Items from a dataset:
┏━━
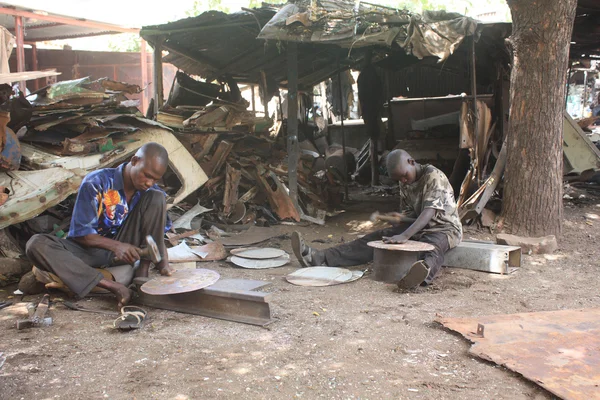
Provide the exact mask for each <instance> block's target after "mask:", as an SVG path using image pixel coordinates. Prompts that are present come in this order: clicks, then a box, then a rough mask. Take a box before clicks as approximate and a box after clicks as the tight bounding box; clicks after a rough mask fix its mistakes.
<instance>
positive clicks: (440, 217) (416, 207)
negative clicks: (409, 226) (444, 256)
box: [400, 165, 462, 248]
mask: <svg viewBox="0 0 600 400" xmlns="http://www.w3.org/2000/svg"><path fill="white" fill-rule="evenodd" d="M421 171H422V172H421V176H420V177H418V178H417V180H416V181H415V182H414V183H413V184H411V185H403V184H402V183H400V210H401V211H402V212H403V213H405V214H407V215H408V216H410V217H413V218H417V217H418V216H419V215H420V214H421V213H422V212H423V210H424V209H426V208H433V209H434V210H436V212H435V214H434V216H433V218H431V221H429V223H428V224H427V226H426V227H425V228H424V229H423V230H422V231H421V232H419V233H418V234H416V235H415V236H413V237H414V238H415V239H417V240H418V239H419V238H420V237H422V236H423V235H425V234H426V233H427V232H443V233H445V234H446V236H448V244H449V245H450V248H454V247H456V246H457V245H458V244H459V243H460V241H461V239H462V225H461V223H460V218H459V217H458V210H457V207H456V201H455V200H454V190H453V189H452V186H450V182H449V181H448V178H446V175H444V173H443V172H442V171H440V170H439V169H437V168H435V167H434V166H432V165H423V166H422V170H421Z"/></svg>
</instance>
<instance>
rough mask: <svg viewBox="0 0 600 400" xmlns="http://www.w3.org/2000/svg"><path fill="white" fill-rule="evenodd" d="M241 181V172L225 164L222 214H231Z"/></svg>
mask: <svg viewBox="0 0 600 400" xmlns="http://www.w3.org/2000/svg"><path fill="white" fill-rule="evenodd" d="M241 179H242V171H241V170H239V169H235V168H233V167H232V166H231V165H229V164H227V169H226V172H225V194H224V195H223V213H224V214H225V215H229V214H231V211H233V207H234V206H235V204H236V203H237V200H238V187H239V185H240V180H241Z"/></svg>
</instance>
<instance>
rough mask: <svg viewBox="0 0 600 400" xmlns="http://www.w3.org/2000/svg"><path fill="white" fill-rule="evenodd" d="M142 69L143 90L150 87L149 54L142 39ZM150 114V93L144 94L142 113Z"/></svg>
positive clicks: (140, 52)
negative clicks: (148, 102)
mask: <svg viewBox="0 0 600 400" xmlns="http://www.w3.org/2000/svg"><path fill="white" fill-rule="evenodd" d="M140 68H141V69H142V84H141V87H142V89H145V88H146V86H147V85H148V53H147V52H146V41H145V40H144V39H141V43H140ZM147 112H148V92H147V91H146V90H144V91H143V92H142V113H143V114H144V115H146V113H147Z"/></svg>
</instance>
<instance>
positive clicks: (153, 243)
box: [140, 235, 162, 264]
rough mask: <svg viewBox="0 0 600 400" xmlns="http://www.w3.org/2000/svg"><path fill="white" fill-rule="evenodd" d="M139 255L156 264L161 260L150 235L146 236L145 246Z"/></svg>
mask: <svg viewBox="0 0 600 400" xmlns="http://www.w3.org/2000/svg"><path fill="white" fill-rule="evenodd" d="M140 257H142V258H144V259H147V260H150V261H152V262H153V263H154V264H158V263H159V262H160V261H161V260H162V257H161V255H160V252H159V251H158V246H157V245H156V242H155V241H154V239H153V238H152V236H150V235H148V236H146V248H144V249H143V250H142V252H141V254H140Z"/></svg>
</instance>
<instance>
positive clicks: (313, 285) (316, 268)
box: [285, 267, 358, 286]
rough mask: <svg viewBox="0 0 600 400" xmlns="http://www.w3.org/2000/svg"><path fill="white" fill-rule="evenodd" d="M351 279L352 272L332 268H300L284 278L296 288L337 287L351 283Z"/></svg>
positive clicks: (325, 267) (335, 268)
mask: <svg viewBox="0 0 600 400" xmlns="http://www.w3.org/2000/svg"><path fill="white" fill-rule="evenodd" d="M352 278H353V274H352V271H350V270H347V269H346V268H334V267H308V268H301V269H299V270H297V271H295V272H294V273H291V274H289V275H288V276H286V277H285V279H286V280H287V281H288V282H289V283H292V284H294V285H298V286H332V285H339V284H340V283H345V282H349V281H351V280H352ZM357 279H358V278H357Z"/></svg>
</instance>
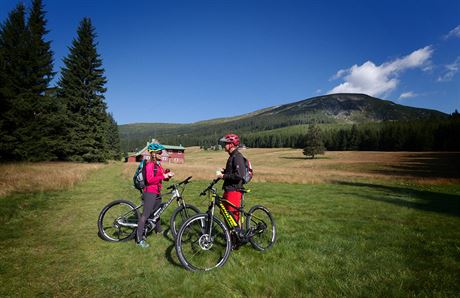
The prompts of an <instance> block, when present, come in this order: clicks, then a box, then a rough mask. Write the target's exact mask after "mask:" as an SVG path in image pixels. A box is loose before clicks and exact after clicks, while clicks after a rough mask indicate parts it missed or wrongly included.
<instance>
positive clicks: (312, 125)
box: [303, 124, 324, 159]
mask: <svg viewBox="0 0 460 298" xmlns="http://www.w3.org/2000/svg"><path fill="white" fill-rule="evenodd" d="M305 139H306V146H305V148H304V149H303V154H304V155H305V156H307V157H308V156H311V158H312V159H313V158H315V155H317V154H323V153H324V145H323V141H322V139H321V130H320V129H319V127H318V126H316V125H315V124H311V125H309V126H308V131H307V135H306V137H305Z"/></svg>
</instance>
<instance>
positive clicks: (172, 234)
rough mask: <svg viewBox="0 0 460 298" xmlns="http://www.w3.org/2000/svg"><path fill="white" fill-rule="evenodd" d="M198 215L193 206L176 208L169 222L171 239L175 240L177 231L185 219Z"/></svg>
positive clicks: (198, 210) (176, 235) (193, 206)
mask: <svg viewBox="0 0 460 298" xmlns="http://www.w3.org/2000/svg"><path fill="white" fill-rule="evenodd" d="M198 213H200V210H199V209H198V208H197V207H195V206H193V205H185V207H184V206H179V207H177V208H176V209H175V210H174V212H173V214H172V215H171V219H170V220H169V227H170V229H171V233H172V235H173V237H174V238H176V236H177V231H179V229H180V227H181V226H182V224H183V223H184V221H186V220H187V218H190V217H192V216H193V215H195V214H198Z"/></svg>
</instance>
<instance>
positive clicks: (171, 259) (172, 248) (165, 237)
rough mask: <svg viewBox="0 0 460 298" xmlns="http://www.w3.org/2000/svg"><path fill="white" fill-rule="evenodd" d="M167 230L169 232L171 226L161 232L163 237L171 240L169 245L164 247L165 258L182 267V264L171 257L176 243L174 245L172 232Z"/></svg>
mask: <svg viewBox="0 0 460 298" xmlns="http://www.w3.org/2000/svg"><path fill="white" fill-rule="evenodd" d="M169 232H171V228H167V229H166V230H165V231H164V232H163V237H164V238H166V239H167V240H169V241H170V242H171V245H170V246H168V247H167V248H166V251H165V258H166V260H168V262H169V263H171V264H172V265H173V266H176V267H182V265H181V264H180V263H178V262H176V260H174V258H173V253H175V248H176V245H175V243H176V241H175V240H174V237H172V232H171V233H169ZM169 235H171V236H169Z"/></svg>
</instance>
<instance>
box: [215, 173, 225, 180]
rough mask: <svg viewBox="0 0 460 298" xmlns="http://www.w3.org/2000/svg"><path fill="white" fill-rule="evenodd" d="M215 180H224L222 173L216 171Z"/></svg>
mask: <svg viewBox="0 0 460 298" xmlns="http://www.w3.org/2000/svg"><path fill="white" fill-rule="evenodd" d="M216 178H218V179H222V178H224V174H223V173H222V172H219V171H216Z"/></svg>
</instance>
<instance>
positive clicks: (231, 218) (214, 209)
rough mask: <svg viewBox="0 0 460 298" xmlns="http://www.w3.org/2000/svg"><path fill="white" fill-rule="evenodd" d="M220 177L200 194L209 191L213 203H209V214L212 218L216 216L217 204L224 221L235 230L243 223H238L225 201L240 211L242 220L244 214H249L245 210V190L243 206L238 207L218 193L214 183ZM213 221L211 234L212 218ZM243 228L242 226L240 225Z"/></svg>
mask: <svg viewBox="0 0 460 298" xmlns="http://www.w3.org/2000/svg"><path fill="white" fill-rule="evenodd" d="M219 180H220V179H215V180H213V181H212V182H211V184H210V185H209V186H208V188H206V189H205V190H204V191H203V192H202V193H201V194H200V195H204V194H205V193H206V192H209V197H210V200H211V203H210V205H209V208H208V212H207V213H208V214H209V216H210V219H211V218H213V216H214V210H215V207H216V206H217V207H218V208H219V210H220V212H221V214H222V217H223V218H224V221H225V224H226V225H227V227H228V228H229V230H230V231H233V230H235V228H236V227H238V226H240V225H241V223H237V222H236V220H235V218H234V217H233V216H232V215H231V214H230V213H231V212H229V211H228V210H227V209H226V208H225V206H224V204H223V203H227V204H229V205H230V206H232V207H233V208H235V209H236V210H237V211H238V212H240V221H242V220H243V217H244V216H247V212H246V211H244V192H243V197H242V199H241V204H242V205H241V206H240V207H237V206H235V205H234V204H233V203H231V202H230V201H228V200H226V199H224V198H222V197H221V196H219V194H218V193H217V190H216V188H215V187H214V185H215V184H216V183H217V182H219ZM210 222H211V225H210V226H209V234H211V231H212V220H210ZM240 227H241V228H243V227H242V226H240Z"/></svg>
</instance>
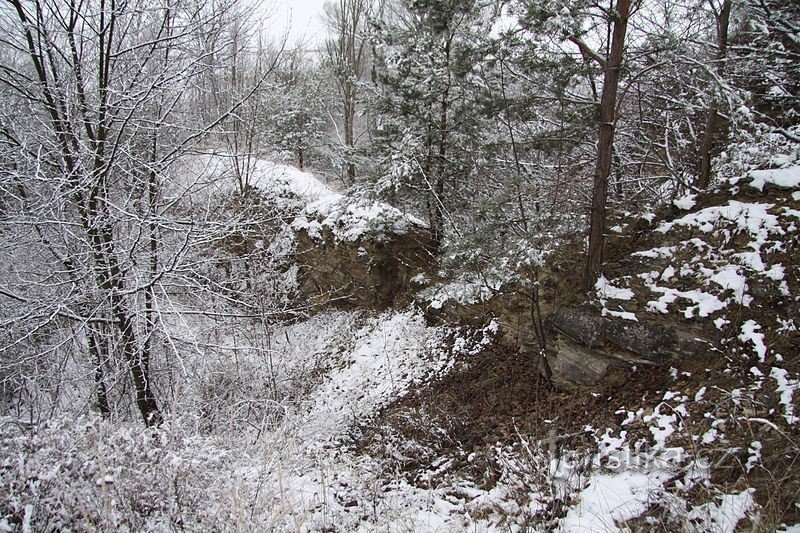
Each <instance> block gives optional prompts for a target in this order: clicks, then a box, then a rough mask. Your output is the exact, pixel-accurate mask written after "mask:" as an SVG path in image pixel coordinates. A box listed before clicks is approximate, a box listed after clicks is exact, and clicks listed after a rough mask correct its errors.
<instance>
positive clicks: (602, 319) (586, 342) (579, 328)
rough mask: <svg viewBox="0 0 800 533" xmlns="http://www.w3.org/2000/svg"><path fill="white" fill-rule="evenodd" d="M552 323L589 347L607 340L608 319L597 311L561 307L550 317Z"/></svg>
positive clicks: (587, 309)
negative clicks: (606, 329) (560, 307)
mask: <svg viewBox="0 0 800 533" xmlns="http://www.w3.org/2000/svg"><path fill="white" fill-rule="evenodd" d="M550 323H551V324H552V325H553V327H555V328H556V329H557V330H559V331H560V332H562V333H564V334H565V335H567V336H568V337H570V338H571V339H574V340H576V341H578V342H580V343H581V344H583V345H585V346H588V347H592V348H594V347H598V346H602V345H603V343H604V342H605V329H606V320H605V319H604V318H603V317H601V316H599V315H598V314H597V312H596V311H592V310H589V309H583V308H574V307H561V308H560V309H558V310H556V312H555V313H553V315H552V316H551V317H550Z"/></svg>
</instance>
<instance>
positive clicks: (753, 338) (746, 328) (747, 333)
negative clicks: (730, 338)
mask: <svg viewBox="0 0 800 533" xmlns="http://www.w3.org/2000/svg"><path fill="white" fill-rule="evenodd" d="M760 329H761V326H760V325H759V324H758V323H757V322H756V321H755V320H752V319H751V320H748V321H746V322H745V323H744V324H742V333H741V334H740V335H739V340H740V341H742V342H748V341H750V342H752V343H753V347H754V348H755V351H756V354H757V355H758V360H759V361H760V362H762V363H763V362H764V358H765V357H766V355H767V346H766V345H765V344H764V334H763V333H759V330H760Z"/></svg>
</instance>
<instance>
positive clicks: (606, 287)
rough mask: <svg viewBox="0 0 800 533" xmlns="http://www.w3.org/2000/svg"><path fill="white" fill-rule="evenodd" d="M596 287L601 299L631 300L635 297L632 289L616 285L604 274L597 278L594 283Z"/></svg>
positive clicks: (595, 287)
mask: <svg viewBox="0 0 800 533" xmlns="http://www.w3.org/2000/svg"><path fill="white" fill-rule="evenodd" d="M594 289H595V291H597V296H598V297H600V298H601V299H606V298H610V299H612V300H630V299H631V298H633V291H632V290H630V289H621V288H619V287H615V286H614V285H612V284H611V283H610V282H609V281H608V280H607V279H606V277H605V276H603V275H601V276H600V277H599V278H598V279H597V283H595V284H594Z"/></svg>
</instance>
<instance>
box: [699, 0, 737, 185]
mask: <svg viewBox="0 0 800 533" xmlns="http://www.w3.org/2000/svg"><path fill="white" fill-rule="evenodd" d="M731 5H732V0H724V2H723V3H722V9H721V10H720V13H719V16H718V17H717V65H716V70H717V74H722V73H723V70H724V61H725V56H726V54H727V50H728V26H729V25H730V18H731ZM724 125H725V120H724V118H723V117H722V116H721V115H720V114H719V105H718V104H717V101H716V99H714V100H712V102H711V104H710V106H709V109H708V118H707V119H706V130H705V132H704V133H703V141H702V142H701V144H700V157H699V159H700V162H699V169H698V179H697V186H698V188H700V189H707V188H708V186H709V185H711V171H712V168H711V158H712V157H713V155H714V154H713V152H714V148H715V147H716V145H717V139H718V138H719V137H720V135H722V129H723V127H724Z"/></svg>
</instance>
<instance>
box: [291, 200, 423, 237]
┗━━
[Your instructions] Above are the entries. Copy exactly the part that opens with the line containing "negative clicks: (606, 329) (560, 307)" and closes with the line containing "positive clicks: (606, 287)", and no more.

[Answer area]
negative clicks: (606, 329) (560, 307)
mask: <svg viewBox="0 0 800 533" xmlns="http://www.w3.org/2000/svg"><path fill="white" fill-rule="evenodd" d="M550 323H551V324H552V325H553V327H555V328H556V329H557V330H559V331H560V332H562V333H564V334H565V335H567V336H568V337H570V338H571V339H574V340H576V341H578V342H580V343H581V344H583V345H585V346H588V347H592V348H594V347H598V346H602V345H603V343H604V342H605V329H606V320H605V319H604V318H603V317H601V316H599V315H598V314H597V312H596V311H592V310H589V309H583V308H574V307H561V308H560V309H558V310H556V312H555V313H553V315H552V316H551V317H550Z"/></svg>
</instance>
<instance>
positive clicks: (753, 338) (746, 328) (747, 333)
negative clicks: (730, 338)
mask: <svg viewBox="0 0 800 533" xmlns="http://www.w3.org/2000/svg"><path fill="white" fill-rule="evenodd" d="M760 329H761V326H760V325H759V324H758V323H757V322H756V321H755V320H752V319H751V320H748V321H746V322H745V323H744V324H742V333H741V334H740V335H739V340H740V341H742V342H748V341H750V342H752V343H753V347H754V348H755V351H756V354H757V355H758V360H759V361H760V362H762V363H763V362H764V358H765V357H766V355H767V346H766V345H765V344H764V334H763V333H759V330H760Z"/></svg>
</instance>
<instance>
positive clicks: (606, 287)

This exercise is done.